[Activity] Format the rows from the start through the line containing "positive clicks: (73, 55) (94, 54) (75, 53)" as a numbered list, leaving out any blank lines.

[[ Exercise data, beginning ]]

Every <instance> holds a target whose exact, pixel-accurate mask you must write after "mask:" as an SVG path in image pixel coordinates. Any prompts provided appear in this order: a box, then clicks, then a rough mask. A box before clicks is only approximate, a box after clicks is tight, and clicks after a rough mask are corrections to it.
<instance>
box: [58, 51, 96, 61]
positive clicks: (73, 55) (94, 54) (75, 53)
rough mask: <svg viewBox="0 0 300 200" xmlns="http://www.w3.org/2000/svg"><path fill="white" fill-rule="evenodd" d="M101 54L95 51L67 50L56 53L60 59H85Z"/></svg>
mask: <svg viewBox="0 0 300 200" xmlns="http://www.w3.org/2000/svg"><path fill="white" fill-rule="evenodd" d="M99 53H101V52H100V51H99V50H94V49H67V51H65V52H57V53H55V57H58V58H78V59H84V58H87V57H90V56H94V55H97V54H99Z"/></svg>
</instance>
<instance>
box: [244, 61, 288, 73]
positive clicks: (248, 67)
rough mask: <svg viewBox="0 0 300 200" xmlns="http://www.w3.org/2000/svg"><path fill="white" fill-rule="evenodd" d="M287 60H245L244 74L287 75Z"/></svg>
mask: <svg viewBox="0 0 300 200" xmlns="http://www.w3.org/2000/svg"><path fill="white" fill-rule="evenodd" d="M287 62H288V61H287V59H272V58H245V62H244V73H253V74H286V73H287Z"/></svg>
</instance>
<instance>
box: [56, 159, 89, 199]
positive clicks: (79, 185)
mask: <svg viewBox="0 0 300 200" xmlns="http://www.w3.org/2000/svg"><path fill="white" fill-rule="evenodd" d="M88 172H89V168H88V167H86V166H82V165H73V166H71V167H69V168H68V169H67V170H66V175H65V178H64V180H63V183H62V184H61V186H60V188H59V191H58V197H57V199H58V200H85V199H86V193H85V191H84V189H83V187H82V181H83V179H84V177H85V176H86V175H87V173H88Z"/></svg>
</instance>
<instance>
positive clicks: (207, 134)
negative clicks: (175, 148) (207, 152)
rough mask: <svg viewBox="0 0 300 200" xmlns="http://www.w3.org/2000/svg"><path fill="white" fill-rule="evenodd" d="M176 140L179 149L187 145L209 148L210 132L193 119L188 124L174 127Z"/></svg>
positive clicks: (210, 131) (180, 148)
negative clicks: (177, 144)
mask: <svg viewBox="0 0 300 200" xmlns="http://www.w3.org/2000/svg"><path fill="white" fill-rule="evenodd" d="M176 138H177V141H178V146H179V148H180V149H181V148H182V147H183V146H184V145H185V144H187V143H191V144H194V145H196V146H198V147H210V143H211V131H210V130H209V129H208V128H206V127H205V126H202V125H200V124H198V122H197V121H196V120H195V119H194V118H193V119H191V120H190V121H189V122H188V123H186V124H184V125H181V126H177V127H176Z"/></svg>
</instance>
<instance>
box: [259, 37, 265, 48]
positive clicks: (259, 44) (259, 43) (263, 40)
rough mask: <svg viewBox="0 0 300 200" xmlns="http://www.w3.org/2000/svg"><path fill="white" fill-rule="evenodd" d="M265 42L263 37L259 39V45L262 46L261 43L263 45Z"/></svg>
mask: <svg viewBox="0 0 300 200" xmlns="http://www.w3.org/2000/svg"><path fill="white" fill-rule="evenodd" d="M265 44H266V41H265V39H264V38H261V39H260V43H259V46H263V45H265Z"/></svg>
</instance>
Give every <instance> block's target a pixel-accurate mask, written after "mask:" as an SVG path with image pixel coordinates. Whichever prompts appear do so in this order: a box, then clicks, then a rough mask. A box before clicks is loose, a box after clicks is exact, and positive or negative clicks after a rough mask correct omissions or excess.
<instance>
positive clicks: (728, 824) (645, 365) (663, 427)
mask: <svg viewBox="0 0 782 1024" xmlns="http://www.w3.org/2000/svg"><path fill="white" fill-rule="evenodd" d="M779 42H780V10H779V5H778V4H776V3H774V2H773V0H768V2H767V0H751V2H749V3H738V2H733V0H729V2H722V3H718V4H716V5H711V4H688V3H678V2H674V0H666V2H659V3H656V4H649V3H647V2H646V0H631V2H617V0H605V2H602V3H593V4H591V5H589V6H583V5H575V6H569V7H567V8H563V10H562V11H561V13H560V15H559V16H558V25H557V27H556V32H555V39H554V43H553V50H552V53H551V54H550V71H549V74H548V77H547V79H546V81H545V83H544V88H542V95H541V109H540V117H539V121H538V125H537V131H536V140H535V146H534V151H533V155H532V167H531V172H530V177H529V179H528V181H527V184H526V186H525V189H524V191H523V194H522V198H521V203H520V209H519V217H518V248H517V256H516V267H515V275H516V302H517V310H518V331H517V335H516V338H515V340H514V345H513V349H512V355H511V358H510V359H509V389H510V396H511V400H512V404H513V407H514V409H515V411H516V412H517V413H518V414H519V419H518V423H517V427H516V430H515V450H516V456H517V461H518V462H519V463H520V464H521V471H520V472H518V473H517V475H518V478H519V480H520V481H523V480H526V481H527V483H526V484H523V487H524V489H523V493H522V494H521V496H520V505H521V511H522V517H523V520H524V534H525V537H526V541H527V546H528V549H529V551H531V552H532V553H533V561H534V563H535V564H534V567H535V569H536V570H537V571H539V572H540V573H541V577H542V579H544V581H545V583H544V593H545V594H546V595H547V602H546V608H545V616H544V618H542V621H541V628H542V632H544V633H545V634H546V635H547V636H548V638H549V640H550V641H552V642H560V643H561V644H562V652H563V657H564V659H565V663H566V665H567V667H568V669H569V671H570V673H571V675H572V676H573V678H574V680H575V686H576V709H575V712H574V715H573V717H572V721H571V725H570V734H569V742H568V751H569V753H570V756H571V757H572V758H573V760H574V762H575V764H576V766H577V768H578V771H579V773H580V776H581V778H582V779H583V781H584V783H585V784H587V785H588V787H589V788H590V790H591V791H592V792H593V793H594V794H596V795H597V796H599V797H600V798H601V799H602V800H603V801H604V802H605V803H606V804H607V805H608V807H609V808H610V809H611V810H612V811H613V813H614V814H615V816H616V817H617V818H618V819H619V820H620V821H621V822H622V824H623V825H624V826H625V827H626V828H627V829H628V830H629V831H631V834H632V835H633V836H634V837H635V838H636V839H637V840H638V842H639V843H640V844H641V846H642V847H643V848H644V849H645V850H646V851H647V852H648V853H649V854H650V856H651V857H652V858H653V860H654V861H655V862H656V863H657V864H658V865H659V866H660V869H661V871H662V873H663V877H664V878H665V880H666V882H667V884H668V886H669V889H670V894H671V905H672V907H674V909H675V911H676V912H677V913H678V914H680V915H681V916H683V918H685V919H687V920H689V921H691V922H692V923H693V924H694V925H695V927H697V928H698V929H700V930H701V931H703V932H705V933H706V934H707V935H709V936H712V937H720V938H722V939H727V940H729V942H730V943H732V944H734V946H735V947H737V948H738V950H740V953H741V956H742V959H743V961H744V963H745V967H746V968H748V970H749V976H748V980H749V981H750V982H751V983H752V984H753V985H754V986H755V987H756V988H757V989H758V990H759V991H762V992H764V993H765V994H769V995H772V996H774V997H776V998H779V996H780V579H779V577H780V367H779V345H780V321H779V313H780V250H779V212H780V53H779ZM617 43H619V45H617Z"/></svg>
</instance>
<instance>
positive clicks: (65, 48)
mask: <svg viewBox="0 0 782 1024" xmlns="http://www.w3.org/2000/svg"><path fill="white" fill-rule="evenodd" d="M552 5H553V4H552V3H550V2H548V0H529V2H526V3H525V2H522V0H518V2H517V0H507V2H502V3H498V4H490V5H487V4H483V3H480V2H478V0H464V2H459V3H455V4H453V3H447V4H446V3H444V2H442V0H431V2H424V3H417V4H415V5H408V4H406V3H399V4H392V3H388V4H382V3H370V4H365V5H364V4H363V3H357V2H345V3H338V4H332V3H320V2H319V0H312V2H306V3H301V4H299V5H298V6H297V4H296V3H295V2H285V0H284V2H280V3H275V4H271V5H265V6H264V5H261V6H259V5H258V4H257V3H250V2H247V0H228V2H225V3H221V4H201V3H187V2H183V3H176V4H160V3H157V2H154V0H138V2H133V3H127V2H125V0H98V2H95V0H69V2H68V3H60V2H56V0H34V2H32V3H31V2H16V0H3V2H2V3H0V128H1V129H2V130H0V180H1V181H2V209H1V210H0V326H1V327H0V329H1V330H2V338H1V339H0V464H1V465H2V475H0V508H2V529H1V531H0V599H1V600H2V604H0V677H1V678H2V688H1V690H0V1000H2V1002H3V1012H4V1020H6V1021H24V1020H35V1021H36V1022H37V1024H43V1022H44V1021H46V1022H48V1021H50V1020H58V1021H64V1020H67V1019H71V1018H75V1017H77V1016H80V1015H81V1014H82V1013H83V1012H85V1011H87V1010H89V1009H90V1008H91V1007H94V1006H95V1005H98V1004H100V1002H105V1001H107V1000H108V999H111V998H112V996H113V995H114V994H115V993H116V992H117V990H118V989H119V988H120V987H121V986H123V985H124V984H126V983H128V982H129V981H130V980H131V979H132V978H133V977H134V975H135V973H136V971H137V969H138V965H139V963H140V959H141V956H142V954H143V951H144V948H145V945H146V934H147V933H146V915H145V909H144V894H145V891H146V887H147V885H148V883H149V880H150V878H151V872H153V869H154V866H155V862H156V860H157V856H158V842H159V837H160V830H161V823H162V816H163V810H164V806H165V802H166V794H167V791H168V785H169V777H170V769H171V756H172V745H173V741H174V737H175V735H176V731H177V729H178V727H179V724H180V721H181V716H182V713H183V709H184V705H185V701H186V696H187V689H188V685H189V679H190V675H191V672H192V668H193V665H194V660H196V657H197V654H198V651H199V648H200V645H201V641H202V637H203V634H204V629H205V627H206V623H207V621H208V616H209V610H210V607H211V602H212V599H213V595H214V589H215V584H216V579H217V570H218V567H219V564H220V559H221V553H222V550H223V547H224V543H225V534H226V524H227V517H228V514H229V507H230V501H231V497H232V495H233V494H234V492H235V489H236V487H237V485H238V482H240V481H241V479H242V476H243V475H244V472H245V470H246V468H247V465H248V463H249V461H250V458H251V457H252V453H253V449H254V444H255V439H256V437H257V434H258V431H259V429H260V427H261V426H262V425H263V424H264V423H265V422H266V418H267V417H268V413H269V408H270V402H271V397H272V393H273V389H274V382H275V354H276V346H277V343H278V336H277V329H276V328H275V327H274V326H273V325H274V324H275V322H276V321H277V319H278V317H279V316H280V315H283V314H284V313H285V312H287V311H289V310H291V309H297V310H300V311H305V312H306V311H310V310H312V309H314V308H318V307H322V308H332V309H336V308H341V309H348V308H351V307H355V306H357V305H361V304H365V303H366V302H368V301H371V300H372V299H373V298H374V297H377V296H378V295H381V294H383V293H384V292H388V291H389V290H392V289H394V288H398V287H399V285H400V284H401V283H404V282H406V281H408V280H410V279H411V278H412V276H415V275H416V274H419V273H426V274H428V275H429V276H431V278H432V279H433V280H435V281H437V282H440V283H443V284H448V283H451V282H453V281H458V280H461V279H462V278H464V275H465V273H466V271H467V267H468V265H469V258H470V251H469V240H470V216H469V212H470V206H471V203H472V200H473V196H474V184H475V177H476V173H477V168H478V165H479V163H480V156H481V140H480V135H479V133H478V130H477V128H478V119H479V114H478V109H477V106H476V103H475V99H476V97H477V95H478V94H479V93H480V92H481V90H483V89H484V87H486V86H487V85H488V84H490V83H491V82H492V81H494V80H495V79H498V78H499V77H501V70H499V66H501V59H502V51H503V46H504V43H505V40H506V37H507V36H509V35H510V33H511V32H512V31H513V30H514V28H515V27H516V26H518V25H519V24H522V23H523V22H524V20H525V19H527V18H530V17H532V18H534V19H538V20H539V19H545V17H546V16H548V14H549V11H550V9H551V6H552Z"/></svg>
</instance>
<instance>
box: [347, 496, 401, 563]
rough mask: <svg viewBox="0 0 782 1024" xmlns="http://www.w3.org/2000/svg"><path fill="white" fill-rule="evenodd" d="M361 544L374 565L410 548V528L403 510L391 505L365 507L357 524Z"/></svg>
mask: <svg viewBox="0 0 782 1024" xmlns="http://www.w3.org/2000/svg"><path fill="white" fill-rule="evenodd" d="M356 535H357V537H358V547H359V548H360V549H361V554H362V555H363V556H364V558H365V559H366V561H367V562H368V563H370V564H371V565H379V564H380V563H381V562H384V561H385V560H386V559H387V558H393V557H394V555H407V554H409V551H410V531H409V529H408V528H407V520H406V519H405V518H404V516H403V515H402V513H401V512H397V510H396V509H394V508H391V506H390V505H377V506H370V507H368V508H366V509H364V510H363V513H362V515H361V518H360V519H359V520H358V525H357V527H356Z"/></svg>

[[ Exercise data, end ]]

[Completed exercise]
1. Every <instance> holds a target whose exact, pixel-accurate mask you must write after "mask:" as an SVG path in image pixel coordinates. Any prompts provided appear in this order: a box, then clicks, then a rough mask. A box before clicks is only approximate, a box after clicks is tight, and clicks after a rough mask are corrections to it.
2. <instance>
3. box: [58, 51, 96, 61]
4. positive clicks: (73, 55) (94, 54) (75, 53)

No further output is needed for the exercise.